§ **Exercise details**
Extract every row below that contains the string "building", and treat case as significant.

§ **Records for the task**
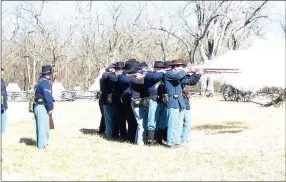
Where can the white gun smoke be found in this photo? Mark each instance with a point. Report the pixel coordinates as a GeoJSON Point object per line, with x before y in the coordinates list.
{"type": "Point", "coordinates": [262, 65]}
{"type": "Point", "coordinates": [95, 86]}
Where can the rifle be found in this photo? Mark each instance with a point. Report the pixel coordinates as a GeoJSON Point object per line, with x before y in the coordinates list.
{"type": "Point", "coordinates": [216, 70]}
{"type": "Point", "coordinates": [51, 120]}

==

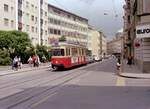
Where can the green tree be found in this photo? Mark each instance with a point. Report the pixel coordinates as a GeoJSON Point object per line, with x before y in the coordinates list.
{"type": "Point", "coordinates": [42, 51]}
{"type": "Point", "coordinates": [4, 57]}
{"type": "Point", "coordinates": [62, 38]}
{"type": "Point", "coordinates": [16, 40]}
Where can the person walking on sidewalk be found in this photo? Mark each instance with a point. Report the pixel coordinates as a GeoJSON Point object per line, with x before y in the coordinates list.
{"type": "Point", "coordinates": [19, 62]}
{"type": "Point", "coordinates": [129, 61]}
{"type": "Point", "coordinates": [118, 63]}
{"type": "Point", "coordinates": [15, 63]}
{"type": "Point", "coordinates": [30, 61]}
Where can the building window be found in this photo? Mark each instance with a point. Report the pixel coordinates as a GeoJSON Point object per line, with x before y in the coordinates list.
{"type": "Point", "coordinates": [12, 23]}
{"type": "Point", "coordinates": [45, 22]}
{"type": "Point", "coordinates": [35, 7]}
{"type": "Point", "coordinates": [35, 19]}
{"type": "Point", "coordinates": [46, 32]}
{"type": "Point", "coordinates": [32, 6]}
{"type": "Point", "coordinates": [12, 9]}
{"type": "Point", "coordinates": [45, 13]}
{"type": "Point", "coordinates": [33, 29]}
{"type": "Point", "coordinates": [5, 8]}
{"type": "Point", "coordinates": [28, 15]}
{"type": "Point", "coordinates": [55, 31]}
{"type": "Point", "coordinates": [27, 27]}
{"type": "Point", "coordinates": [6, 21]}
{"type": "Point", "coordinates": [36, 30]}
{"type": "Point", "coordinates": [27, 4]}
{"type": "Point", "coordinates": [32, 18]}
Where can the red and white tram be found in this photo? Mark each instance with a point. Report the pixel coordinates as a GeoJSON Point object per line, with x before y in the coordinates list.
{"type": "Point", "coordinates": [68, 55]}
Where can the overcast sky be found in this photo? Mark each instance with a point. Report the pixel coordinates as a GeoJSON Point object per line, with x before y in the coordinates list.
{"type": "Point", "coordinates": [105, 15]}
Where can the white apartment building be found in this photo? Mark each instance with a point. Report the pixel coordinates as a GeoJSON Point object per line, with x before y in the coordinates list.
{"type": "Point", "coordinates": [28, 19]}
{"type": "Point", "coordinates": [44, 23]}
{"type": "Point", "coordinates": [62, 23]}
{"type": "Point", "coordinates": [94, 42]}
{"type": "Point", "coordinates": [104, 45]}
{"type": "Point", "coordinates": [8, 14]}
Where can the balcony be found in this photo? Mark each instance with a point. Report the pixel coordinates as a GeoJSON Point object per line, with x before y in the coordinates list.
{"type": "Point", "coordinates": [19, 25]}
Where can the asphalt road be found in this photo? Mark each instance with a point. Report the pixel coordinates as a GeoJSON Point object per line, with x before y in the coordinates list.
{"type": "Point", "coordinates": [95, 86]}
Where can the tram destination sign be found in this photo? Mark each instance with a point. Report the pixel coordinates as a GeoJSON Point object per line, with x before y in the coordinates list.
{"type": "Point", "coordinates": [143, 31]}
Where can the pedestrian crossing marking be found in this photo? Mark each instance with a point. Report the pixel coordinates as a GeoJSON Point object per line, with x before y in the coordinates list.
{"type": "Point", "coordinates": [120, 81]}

§ **Exercise result**
Where can the building window be found in this photo? Mark each instance with a point. Report the pixel coordinates as a GeoJSON Point object per line, with x before y in the coordinates list.
Where can the white apartment building be found in this photo? Mark each instance with a point. Report the pixel coordinates as a GeoJSON Point object per line, with x before y in the coordinates list.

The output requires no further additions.